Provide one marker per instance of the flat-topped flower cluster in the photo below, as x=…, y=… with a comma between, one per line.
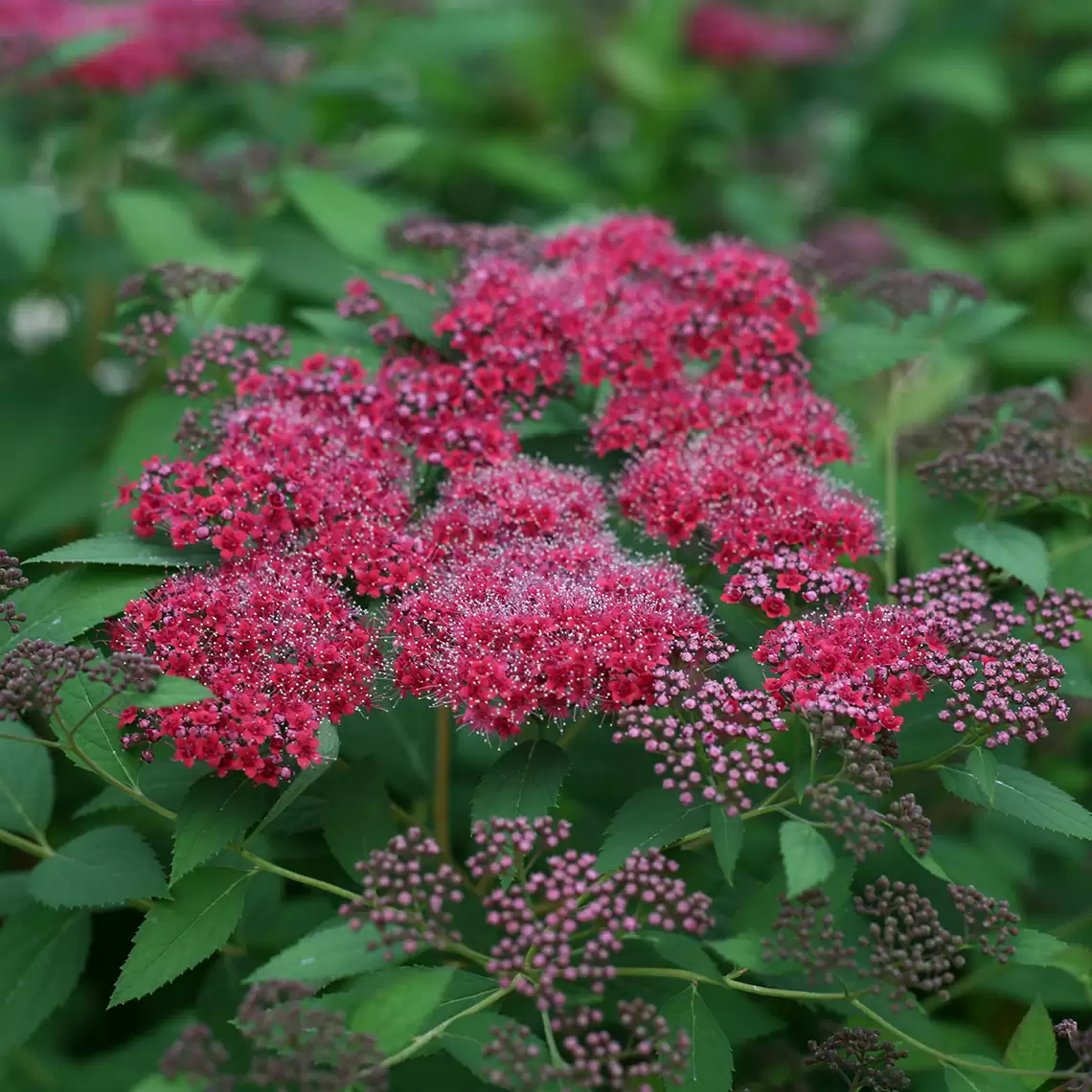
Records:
x=384, y=524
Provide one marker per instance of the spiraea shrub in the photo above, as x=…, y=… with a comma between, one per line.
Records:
x=533, y=689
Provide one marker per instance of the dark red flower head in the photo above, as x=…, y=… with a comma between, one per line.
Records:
x=732, y=34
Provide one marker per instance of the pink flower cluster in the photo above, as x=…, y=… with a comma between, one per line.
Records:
x=510, y=598
x=710, y=738
x=857, y=668
x=747, y=474
x=532, y=606
x=306, y=455
x=626, y=302
x=279, y=647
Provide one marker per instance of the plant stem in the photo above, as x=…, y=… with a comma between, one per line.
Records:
x=891, y=481
x=442, y=781
x=427, y=1036
x=33, y=739
x=728, y=983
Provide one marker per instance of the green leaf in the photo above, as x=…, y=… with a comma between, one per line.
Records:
x=1073, y=78
x=1024, y=796
x=850, y=353
x=1034, y=1044
x=170, y=691
x=215, y=812
x=105, y=867
x=710, y=1063
x=967, y=80
x=808, y=857
x=1012, y=549
x=328, y=953
x=85, y=47
x=125, y=549
x=29, y=217
x=158, y=229
x=974, y=1081
x=982, y=765
x=26, y=782
x=41, y=957
x=399, y=1003
x=62, y=607
x=681, y=951
x=356, y=817
x=649, y=819
x=415, y=307
x=1035, y=948
x=974, y=322
x=727, y=839
x=353, y=220
x=98, y=734
x=522, y=782
x=329, y=747
x=466, y=1039
x=176, y=936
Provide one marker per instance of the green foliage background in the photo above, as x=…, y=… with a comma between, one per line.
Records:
x=964, y=129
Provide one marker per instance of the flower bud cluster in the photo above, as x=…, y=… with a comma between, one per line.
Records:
x=296, y=1047
x=1005, y=449
x=862, y=1059
x=592, y=1056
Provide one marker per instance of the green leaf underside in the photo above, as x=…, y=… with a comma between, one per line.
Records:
x=808, y=857
x=215, y=812
x=124, y=549
x=1034, y=1044
x=26, y=782
x=727, y=839
x=524, y=781
x=466, y=1038
x=399, y=1004
x=41, y=957
x=170, y=691
x=99, y=735
x=1022, y=795
x=710, y=1063
x=1015, y=551
x=64, y=606
x=356, y=815
x=176, y=936
x=105, y=867
x=651, y=819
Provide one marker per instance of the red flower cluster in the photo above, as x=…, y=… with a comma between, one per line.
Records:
x=280, y=648
x=759, y=504
x=532, y=613
x=730, y=34
x=510, y=598
x=306, y=454
x=857, y=668
x=628, y=302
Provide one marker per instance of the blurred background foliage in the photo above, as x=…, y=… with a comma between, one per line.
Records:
x=957, y=134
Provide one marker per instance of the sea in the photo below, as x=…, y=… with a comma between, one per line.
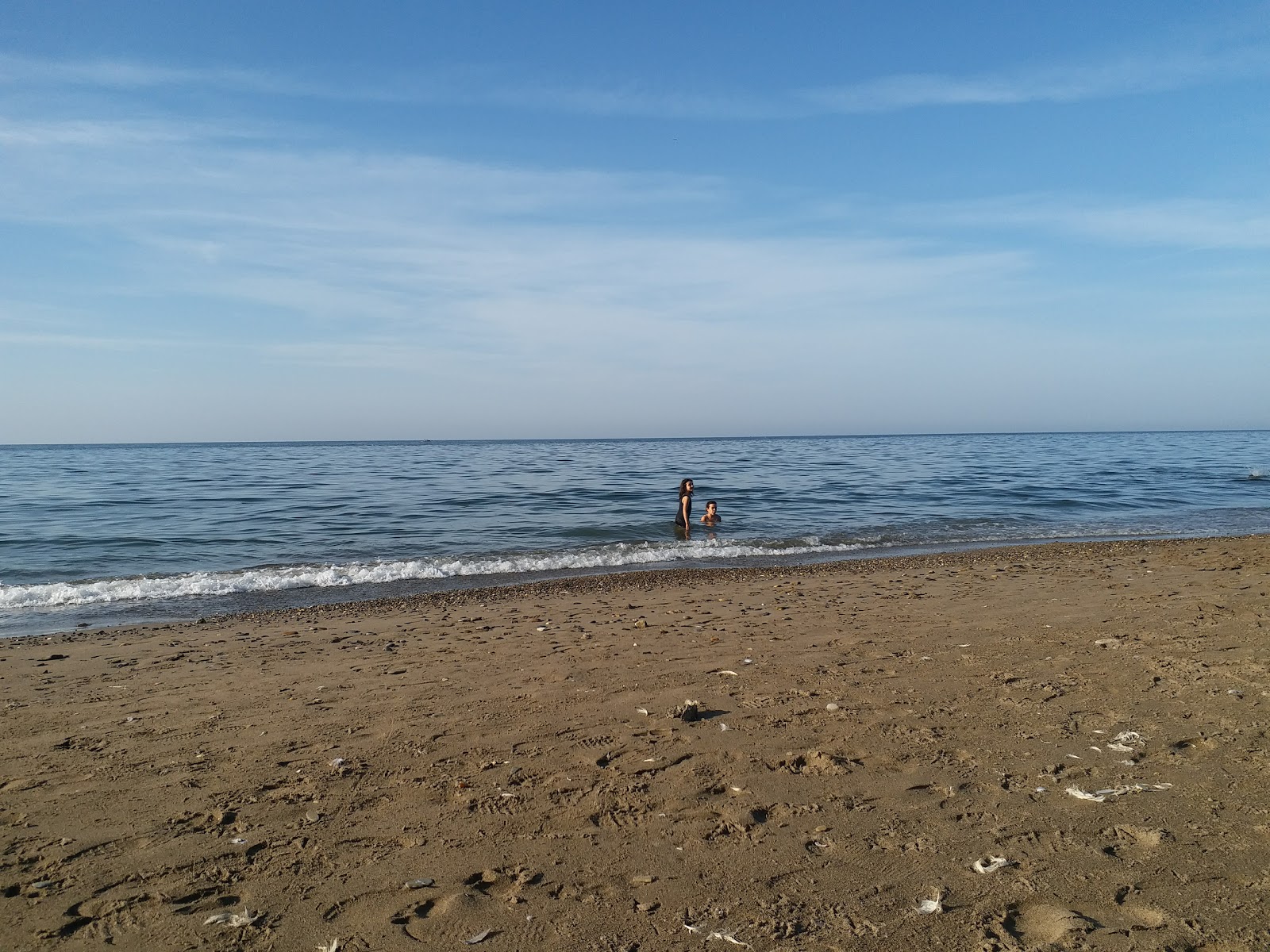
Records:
x=94, y=536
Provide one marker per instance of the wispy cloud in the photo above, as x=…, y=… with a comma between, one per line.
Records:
x=379, y=255
x=1179, y=222
x=1198, y=61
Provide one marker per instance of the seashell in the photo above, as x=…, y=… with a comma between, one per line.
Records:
x=995, y=862
x=233, y=919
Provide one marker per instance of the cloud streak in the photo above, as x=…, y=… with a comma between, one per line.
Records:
x=1117, y=75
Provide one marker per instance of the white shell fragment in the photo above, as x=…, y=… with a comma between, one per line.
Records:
x=995, y=862
x=1099, y=797
x=234, y=920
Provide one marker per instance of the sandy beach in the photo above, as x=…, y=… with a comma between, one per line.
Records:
x=525, y=770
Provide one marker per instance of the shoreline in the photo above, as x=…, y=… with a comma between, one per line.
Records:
x=639, y=579
x=520, y=763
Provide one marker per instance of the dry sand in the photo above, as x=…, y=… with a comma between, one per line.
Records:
x=868, y=731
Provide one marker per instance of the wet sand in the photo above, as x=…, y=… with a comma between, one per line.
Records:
x=865, y=733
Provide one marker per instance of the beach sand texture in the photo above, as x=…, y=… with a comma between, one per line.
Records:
x=867, y=733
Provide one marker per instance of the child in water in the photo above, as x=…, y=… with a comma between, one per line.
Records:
x=711, y=517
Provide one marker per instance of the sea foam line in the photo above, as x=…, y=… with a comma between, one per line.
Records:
x=298, y=577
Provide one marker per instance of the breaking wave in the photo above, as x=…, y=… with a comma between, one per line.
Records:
x=296, y=577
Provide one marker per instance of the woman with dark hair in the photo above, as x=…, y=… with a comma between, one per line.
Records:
x=683, y=514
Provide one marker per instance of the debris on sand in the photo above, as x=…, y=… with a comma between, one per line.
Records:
x=929, y=907
x=234, y=920
x=727, y=937
x=995, y=862
x=687, y=712
x=1100, y=797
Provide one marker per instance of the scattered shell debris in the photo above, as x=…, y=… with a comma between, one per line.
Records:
x=927, y=907
x=1121, y=742
x=995, y=862
x=234, y=920
x=1099, y=797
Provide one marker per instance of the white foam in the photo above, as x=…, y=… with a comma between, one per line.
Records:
x=296, y=577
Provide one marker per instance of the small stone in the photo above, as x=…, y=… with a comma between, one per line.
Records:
x=687, y=712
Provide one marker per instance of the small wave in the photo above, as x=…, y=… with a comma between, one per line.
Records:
x=298, y=577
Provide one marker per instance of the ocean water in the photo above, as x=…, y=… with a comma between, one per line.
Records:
x=106, y=535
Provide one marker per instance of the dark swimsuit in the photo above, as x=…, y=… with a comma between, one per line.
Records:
x=679, y=513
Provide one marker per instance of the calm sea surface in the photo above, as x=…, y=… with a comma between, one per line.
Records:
x=103, y=535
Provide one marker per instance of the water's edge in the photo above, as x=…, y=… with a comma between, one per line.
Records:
x=289, y=603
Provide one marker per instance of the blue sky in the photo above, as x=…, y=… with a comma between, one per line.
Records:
x=397, y=220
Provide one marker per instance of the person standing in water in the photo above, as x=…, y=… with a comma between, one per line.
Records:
x=683, y=514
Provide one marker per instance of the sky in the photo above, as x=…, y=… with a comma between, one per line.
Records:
x=304, y=220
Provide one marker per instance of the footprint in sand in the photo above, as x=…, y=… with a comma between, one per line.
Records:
x=484, y=903
x=1038, y=926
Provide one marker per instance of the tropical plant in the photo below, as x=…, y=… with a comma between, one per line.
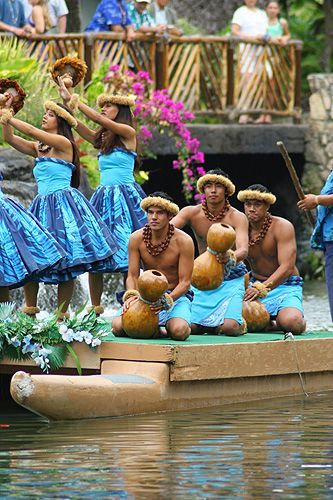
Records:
x=157, y=114
x=46, y=341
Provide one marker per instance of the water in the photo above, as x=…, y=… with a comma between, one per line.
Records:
x=316, y=308
x=280, y=448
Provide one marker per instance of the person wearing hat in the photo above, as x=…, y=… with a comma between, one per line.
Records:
x=112, y=15
x=118, y=197
x=141, y=18
x=84, y=239
x=220, y=310
x=159, y=245
x=275, y=278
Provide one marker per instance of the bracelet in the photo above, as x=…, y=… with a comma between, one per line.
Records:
x=6, y=115
x=130, y=293
x=73, y=103
x=261, y=288
x=167, y=302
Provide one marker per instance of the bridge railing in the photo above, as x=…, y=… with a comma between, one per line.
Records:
x=212, y=75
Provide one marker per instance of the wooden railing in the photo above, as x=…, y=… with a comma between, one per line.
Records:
x=211, y=75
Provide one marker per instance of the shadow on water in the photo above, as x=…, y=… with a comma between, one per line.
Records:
x=264, y=449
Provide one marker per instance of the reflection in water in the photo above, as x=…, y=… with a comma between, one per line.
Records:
x=276, y=448
x=316, y=308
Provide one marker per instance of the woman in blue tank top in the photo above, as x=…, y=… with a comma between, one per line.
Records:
x=118, y=197
x=59, y=207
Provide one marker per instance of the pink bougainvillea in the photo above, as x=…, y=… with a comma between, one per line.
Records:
x=155, y=111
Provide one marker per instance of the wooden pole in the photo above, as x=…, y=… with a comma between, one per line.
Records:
x=294, y=178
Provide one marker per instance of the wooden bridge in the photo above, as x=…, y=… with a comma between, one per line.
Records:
x=211, y=75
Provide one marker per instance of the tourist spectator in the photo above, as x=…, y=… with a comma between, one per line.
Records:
x=142, y=19
x=164, y=15
x=39, y=20
x=250, y=24
x=58, y=12
x=278, y=29
x=112, y=15
x=278, y=34
x=12, y=17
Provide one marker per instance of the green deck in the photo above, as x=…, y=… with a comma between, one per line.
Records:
x=222, y=339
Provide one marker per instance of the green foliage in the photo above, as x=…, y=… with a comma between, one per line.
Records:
x=47, y=342
x=306, y=22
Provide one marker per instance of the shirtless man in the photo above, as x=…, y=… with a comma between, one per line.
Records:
x=272, y=255
x=220, y=310
x=160, y=246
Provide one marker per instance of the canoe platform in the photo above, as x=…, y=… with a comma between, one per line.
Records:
x=126, y=376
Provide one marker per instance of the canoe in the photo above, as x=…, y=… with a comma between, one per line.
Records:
x=146, y=376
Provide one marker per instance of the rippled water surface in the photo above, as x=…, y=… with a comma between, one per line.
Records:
x=281, y=448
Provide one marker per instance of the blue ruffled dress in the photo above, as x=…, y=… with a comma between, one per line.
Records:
x=26, y=248
x=72, y=221
x=117, y=200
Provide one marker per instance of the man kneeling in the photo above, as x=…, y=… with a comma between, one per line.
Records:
x=275, y=279
x=159, y=245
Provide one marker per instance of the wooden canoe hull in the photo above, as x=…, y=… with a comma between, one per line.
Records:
x=142, y=378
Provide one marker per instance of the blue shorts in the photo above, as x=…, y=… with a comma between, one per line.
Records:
x=211, y=307
x=181, y=309
x=283, y=296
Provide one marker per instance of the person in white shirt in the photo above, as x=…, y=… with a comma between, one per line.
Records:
x=250, y=24
x=165, y=17
x=58, y=15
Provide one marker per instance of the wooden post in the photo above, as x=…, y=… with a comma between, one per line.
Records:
x=298, y=81
x=230, y=73
x=88, y=55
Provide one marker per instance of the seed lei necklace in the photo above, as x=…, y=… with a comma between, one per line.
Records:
x=218, y=216
x=43, y=148
x=263, y=231
x=155, y=250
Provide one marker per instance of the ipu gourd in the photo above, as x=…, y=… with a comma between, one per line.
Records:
x=139, y=321
x=254, y=312
x=208, y=273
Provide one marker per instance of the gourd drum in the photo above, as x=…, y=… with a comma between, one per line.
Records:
x=256, y=315
x=208, y=273
x=139, y=321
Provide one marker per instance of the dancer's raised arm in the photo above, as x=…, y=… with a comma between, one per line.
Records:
x=103, y=118
x=59, y=143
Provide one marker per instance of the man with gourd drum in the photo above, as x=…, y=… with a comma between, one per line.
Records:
x=162, y=247
x=218, y=310
x=275, y=278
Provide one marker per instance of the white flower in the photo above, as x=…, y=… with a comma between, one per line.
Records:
x=6, y=310
x=68, y=335
x=62, y=329
x=88, y=338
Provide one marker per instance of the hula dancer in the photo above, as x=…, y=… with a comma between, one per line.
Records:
x=220, y=310
x=275, y=279
x=160, y=246
x=27, y=249
x=59, y=207
x=118, y=198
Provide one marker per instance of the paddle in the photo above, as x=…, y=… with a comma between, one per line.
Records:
x=294, y=178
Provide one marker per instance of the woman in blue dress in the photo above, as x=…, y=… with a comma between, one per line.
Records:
x=118, y=197
x=26, y=250
x=59, y=206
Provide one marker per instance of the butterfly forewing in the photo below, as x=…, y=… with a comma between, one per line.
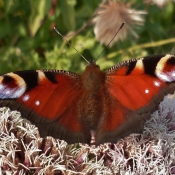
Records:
x=135, y=88
x=114, y=103
x=49, y=99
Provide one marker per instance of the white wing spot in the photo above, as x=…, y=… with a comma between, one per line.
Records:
x=146, y=91
x=7, y=92
x=26, y=97
x=1, y=86
x=37, y=103
x=156, y=83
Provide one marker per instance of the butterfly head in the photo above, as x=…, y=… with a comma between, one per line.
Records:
x=93, y=77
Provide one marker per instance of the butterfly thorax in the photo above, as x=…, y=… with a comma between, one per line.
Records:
x=91, y=103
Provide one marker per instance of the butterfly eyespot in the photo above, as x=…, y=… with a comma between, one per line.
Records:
x=146, y=91
x=156, y=83
x=37, y=103
x=26, y=98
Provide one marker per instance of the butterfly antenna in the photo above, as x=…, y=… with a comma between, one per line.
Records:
x=113, y=37
x=71, y=45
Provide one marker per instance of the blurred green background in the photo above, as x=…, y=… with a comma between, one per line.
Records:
x=28, y=41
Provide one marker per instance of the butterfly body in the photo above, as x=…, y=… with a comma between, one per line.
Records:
x=68, y=106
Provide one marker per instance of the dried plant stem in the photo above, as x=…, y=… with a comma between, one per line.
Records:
x=141, y=46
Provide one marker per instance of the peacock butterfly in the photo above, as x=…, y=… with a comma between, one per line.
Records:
x=69, y=106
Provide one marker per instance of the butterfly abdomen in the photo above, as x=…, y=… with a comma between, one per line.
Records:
x=91, y=103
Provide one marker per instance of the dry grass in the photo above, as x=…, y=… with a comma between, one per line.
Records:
x=22, y=151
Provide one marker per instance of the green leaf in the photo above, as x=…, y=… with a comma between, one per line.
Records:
x=39, y=9
x=68, y=13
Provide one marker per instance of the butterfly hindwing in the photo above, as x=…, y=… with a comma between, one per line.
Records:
x=114, y=103
x=49, y=99
x=135, y=88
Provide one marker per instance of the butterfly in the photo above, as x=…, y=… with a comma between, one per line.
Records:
x=69, y=106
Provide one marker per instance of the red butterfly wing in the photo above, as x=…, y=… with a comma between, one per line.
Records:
x=134, y=89
x=49, y=99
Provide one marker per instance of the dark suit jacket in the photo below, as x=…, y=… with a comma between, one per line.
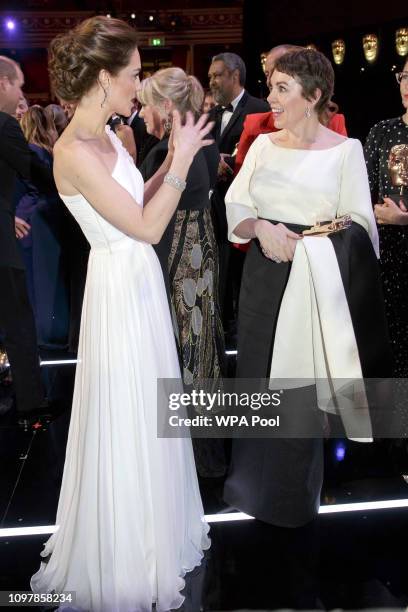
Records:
x=229, y=139
x=227, y=142
x=144, y=141
x=16, y=158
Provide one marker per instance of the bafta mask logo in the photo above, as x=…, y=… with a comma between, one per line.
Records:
x=339, y=51
x=401, y=41
x=370, y=47
x=398, y=166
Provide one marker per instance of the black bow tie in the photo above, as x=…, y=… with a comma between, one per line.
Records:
x=223, y=109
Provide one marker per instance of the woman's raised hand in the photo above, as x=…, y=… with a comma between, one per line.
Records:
x=277, y=241
x=187, y=139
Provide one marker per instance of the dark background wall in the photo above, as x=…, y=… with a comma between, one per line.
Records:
x=365, y=96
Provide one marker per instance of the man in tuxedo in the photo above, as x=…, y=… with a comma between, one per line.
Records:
x=16, y=318
x=142, y=140
x=226, y=76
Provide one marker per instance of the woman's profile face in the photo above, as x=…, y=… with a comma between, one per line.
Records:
x=153, y=120
x=404, y=86
x=124, y=85
x=286, y=100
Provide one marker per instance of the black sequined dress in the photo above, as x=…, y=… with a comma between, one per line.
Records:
x=393, y=238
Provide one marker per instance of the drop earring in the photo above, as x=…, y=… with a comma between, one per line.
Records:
x=105, y=93
x=168, y=124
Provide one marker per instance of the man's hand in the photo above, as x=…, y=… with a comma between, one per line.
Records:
x=22, y=227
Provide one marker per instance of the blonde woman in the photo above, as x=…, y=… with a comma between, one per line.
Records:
x=188, y=250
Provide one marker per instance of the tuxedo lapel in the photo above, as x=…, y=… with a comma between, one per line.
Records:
x=235, y=116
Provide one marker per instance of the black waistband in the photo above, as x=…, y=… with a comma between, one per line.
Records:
x=294, y=227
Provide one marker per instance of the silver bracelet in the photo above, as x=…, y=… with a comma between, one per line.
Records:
x=175, y=181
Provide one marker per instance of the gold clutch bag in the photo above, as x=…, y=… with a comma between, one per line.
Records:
x=331, y=227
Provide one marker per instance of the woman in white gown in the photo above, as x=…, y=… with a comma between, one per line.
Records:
x=311, y=308
x=130, y=518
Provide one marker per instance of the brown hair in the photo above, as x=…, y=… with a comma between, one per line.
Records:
x=56, y=114
x=185, y=91
x=313, y=71
x=77, y=57
x=8, y=68
x=38, y=129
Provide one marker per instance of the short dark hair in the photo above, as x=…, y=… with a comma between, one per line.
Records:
x=77, y=56
x=233, y=62
x=8, y=68
x=312, y=70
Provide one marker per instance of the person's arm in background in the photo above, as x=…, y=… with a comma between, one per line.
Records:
x=15, y=149
x=338, y=124
x=126, y=136
x=247, y=138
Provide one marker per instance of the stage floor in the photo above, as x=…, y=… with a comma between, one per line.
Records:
x=354, y=556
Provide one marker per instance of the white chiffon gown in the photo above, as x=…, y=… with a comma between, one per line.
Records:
x=130, y=517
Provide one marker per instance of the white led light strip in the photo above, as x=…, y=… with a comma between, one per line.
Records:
x=232, y=516
x=74, y=361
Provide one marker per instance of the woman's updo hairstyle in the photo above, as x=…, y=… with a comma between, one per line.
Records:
x=77, y=57
x=184, y=90
x=313, y=71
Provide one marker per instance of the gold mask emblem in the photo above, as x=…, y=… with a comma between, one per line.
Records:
x=370, y=47
x=339, y=51
x=401, y=41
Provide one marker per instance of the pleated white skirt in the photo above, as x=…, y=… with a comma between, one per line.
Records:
x=130, y=515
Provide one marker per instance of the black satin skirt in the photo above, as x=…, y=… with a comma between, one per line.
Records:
x=279, y=480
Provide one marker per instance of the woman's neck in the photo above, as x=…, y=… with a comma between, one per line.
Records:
x=301, y=136
x=90, y=119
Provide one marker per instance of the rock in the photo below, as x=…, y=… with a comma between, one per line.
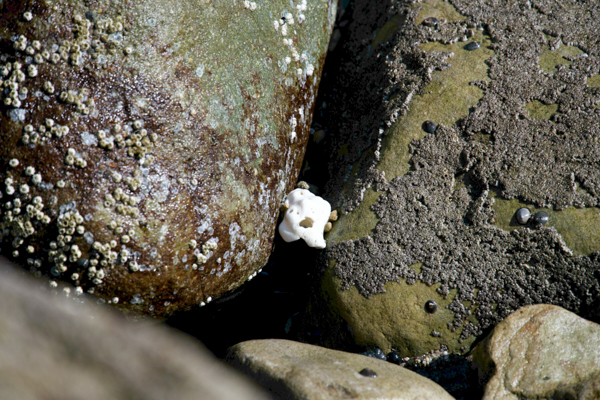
___
Challenge -
Reproduce the lines word for word, starting at the first line and ending with the line that contains "x=384, y=524". Leave the pictures out.

Reply -
Provide one marker per instance of the flat-topped flower cluster in the photo below, as x=…, y=… with a comma between, one per line.
Records:
x=384, y=524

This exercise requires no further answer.